TASK TO CARRY OUT:
Identify every line in the records below that contains the word "tree", and copy each one out in full. Case counts.

[Dataset extracts labeled with boxes]
++++
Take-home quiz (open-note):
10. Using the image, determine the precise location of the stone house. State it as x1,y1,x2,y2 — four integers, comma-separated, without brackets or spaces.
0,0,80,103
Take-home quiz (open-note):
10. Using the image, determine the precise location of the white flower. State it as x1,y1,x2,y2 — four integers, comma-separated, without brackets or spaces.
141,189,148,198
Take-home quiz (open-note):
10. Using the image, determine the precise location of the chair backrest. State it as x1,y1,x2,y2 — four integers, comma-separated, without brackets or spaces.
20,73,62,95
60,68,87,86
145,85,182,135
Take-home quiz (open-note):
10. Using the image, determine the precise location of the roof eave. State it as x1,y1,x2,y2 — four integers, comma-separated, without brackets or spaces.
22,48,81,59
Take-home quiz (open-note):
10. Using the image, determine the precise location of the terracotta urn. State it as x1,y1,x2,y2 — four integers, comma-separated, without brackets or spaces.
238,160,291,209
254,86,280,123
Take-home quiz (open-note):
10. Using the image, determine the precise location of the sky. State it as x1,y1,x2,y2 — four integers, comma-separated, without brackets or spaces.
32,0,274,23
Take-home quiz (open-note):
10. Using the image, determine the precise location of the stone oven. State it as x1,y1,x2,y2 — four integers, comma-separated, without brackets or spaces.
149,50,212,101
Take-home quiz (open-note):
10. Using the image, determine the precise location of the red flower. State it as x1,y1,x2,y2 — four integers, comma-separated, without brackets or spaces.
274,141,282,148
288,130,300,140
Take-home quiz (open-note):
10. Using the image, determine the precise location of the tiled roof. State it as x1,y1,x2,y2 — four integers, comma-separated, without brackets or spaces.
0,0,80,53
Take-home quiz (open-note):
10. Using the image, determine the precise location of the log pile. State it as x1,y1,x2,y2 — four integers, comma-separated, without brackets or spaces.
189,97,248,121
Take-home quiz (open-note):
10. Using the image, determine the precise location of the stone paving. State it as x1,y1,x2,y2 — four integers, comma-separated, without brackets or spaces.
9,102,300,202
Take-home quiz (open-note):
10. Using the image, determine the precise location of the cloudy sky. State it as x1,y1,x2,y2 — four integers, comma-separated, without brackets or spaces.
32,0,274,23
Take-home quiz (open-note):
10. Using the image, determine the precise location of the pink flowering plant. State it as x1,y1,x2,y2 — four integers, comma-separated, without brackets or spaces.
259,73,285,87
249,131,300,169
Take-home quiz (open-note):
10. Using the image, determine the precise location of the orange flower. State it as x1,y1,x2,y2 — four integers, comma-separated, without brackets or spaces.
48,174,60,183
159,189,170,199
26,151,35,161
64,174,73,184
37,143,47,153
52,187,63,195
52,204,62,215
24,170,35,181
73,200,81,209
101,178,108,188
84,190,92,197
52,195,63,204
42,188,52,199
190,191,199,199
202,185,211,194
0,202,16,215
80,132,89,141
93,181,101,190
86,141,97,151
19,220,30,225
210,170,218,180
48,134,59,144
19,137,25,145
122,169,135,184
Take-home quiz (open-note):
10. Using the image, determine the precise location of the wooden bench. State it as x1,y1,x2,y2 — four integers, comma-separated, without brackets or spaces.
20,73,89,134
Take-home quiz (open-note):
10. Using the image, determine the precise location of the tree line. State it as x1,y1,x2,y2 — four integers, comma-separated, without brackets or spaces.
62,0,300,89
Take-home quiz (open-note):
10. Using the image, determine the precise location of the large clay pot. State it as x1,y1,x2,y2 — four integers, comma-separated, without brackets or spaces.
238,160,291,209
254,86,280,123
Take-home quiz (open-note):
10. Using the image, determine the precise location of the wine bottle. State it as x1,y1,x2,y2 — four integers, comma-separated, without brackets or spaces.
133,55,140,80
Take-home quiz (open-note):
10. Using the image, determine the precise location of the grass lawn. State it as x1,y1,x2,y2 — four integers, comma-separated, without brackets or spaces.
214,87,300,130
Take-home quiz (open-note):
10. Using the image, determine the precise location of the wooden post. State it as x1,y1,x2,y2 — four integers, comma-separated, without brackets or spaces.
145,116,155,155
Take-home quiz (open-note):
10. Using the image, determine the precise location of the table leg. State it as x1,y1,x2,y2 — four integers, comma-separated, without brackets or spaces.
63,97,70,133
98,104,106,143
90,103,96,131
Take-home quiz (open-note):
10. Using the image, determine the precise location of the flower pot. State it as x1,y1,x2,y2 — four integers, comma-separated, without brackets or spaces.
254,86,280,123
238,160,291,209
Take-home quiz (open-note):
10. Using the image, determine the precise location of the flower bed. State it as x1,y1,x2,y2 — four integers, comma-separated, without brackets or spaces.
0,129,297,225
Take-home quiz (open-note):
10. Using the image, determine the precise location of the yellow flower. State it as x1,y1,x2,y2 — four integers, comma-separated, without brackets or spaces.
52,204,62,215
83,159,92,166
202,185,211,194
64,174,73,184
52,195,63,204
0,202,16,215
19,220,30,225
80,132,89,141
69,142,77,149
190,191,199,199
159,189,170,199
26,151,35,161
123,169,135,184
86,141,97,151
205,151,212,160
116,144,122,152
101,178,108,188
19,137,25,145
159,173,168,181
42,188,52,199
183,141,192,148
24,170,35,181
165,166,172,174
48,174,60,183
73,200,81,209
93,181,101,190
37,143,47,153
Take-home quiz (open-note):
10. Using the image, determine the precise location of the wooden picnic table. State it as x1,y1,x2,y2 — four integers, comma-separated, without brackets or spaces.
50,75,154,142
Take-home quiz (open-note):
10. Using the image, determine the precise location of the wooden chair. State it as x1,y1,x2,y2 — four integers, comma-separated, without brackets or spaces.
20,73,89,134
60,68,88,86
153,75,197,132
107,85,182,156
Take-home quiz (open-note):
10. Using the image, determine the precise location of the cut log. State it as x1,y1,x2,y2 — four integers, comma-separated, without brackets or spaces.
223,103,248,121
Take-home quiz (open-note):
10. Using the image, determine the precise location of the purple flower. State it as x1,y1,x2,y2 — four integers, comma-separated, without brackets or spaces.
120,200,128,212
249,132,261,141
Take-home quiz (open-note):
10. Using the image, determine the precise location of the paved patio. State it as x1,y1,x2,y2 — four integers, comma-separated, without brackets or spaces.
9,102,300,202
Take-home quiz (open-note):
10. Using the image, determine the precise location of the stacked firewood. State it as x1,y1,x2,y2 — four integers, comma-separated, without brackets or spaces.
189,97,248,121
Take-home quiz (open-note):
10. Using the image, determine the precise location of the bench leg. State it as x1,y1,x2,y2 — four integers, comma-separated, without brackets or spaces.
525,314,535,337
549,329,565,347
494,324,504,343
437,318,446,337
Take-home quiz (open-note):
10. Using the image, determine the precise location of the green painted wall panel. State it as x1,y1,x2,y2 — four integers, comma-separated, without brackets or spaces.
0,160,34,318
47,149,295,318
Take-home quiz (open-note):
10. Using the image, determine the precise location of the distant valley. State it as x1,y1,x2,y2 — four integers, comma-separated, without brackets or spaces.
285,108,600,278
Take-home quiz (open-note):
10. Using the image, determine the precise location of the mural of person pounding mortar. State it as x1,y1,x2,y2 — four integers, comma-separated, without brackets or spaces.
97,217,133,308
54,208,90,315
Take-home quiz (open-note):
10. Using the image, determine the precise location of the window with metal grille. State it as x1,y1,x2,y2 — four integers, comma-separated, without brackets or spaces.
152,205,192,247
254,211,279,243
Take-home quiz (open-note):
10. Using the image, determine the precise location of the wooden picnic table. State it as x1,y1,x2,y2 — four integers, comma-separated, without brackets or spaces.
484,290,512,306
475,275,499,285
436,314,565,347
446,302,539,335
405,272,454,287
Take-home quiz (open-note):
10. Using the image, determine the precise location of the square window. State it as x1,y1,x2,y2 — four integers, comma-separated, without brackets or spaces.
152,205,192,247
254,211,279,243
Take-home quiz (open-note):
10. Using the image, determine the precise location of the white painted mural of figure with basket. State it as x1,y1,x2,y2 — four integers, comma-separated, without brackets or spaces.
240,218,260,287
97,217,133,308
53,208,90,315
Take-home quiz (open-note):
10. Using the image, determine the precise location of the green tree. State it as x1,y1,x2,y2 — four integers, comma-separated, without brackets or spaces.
++++
RESPONSE FOR THIS EXERCISE:
10. Using the image, determine the precise location of the tree line. State it as x1,y1,x2,y2 — four integers, comma-separated, without brackets or spaces.
10. Using the image, determine the precise location of the green tree. State it as x1,y1,x2,y2 — four integers, comma-separated, without brackets or spaces.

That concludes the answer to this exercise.